══ Provided information

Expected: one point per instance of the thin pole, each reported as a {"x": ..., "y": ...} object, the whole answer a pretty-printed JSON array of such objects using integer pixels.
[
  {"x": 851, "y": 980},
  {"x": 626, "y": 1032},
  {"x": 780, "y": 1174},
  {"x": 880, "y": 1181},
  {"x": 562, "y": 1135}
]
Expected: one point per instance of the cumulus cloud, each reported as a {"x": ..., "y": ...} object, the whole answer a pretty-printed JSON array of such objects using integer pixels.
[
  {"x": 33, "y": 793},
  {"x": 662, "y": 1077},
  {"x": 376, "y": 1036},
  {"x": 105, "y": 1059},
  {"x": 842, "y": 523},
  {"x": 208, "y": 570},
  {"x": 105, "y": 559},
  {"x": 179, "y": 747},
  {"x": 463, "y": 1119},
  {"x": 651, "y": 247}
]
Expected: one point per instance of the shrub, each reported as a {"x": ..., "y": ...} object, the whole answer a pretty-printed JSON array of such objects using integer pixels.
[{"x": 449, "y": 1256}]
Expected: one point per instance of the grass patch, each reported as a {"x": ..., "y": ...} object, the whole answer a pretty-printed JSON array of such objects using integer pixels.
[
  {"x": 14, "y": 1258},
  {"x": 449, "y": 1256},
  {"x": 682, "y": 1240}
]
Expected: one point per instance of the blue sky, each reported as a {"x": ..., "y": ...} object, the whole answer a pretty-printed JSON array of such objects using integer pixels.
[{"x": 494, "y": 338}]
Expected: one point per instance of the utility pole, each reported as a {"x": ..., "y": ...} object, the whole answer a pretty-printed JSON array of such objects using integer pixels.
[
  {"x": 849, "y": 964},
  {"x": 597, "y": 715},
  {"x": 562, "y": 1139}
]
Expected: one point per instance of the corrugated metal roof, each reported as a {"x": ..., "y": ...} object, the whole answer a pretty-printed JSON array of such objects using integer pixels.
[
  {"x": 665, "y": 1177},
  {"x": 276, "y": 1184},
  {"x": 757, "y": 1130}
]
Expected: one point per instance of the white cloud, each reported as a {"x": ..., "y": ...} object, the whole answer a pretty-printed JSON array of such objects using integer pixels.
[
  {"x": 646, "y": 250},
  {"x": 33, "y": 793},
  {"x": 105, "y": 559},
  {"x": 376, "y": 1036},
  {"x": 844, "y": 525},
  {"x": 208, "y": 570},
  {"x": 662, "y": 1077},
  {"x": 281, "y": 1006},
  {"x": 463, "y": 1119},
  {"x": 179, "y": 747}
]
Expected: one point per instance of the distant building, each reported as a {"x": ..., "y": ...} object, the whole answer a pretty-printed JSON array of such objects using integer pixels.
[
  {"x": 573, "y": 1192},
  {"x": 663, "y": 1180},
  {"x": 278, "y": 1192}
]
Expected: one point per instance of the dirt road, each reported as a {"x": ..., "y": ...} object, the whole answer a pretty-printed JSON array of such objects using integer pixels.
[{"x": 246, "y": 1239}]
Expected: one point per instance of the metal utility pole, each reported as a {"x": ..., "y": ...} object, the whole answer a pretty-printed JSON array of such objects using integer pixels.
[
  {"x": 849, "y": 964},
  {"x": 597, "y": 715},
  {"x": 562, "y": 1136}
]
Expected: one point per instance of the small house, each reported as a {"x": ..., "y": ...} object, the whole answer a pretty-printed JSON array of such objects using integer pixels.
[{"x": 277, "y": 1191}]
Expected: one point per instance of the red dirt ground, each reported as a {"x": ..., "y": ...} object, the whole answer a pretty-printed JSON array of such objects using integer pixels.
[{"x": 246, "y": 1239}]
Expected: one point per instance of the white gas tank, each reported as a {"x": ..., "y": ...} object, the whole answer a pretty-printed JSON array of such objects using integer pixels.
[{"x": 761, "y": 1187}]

════
══ Provided information

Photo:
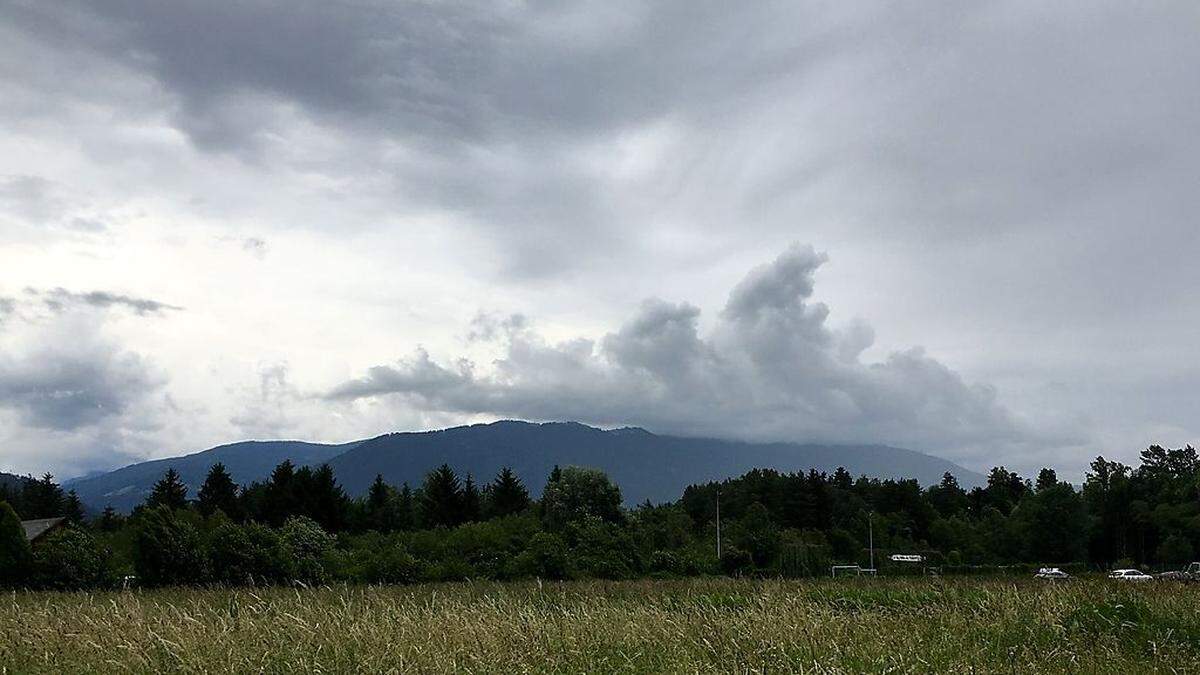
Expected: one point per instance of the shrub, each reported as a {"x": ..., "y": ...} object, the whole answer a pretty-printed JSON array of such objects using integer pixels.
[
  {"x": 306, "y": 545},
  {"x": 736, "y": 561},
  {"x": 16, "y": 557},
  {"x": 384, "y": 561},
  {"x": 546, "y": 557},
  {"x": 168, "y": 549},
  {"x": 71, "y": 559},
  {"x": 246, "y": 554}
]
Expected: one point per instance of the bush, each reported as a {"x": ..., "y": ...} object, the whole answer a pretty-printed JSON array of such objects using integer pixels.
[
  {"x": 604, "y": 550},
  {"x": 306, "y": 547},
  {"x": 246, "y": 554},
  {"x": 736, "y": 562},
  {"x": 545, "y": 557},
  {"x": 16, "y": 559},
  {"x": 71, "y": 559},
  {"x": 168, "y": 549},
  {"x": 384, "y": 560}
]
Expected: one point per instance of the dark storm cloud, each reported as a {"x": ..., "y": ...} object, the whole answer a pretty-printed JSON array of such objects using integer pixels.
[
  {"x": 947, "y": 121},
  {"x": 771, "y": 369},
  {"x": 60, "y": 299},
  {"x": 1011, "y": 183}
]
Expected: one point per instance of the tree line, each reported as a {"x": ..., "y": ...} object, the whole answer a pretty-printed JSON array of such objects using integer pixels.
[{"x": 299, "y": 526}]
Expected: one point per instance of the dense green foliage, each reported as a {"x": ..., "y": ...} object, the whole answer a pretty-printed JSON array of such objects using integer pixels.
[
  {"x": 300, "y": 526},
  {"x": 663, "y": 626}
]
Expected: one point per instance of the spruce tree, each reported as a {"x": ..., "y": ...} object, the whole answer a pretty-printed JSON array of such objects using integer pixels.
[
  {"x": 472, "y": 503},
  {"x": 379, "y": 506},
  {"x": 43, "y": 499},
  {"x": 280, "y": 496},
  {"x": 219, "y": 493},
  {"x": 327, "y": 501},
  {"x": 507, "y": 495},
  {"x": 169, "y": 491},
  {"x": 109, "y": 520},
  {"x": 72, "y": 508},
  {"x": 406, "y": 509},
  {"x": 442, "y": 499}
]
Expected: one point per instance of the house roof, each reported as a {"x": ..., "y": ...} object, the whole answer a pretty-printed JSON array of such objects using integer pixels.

════

* [Requirement]: Look above for the line that contains "Expected: one point per instance of the dense". Starting there, transcribe every line exactly until you have copied the line that contains "Expected: one point per instance of the house".

* [Exercise answer]:
Expected: one point per instance of the dense green foliage, each reported as a {"x": ..., "y": ...} object, the whole answer a pretty-printed JSON array of such objects using integer pixels.
[
  {"x": 300, "y": 526},
  {"x": 663, "y": 626}
]
Expected: one point per instance of the spruce tree, each reported as a {"x": ..., "y": ...} object, the whole answer a pretty-printed JSON array of such objects using integer pixels.
[
  {"x": 472, "y": 503},
  {"x": 379, "y": 506},
  {"x": 43, "y": 499},
  {"x": 280, "y": 496},
  {"x": 219, "y": 493},
  {"x": 327, "y": 501},
  {"x": 507, "y": 495},
  {"x": 169, "y": 491},
  {"x": 109, "y": 520},
  {"x": 72, "y": 508},
  {"x": 406, "y": 509},
  {"x": 442, "y": 499}
]
Expected: one point per instance of the house roof, each reported as a {"x": ..., "y": ...} object, the whole answer a pretty-printed JSON array of such objects using integer pixels.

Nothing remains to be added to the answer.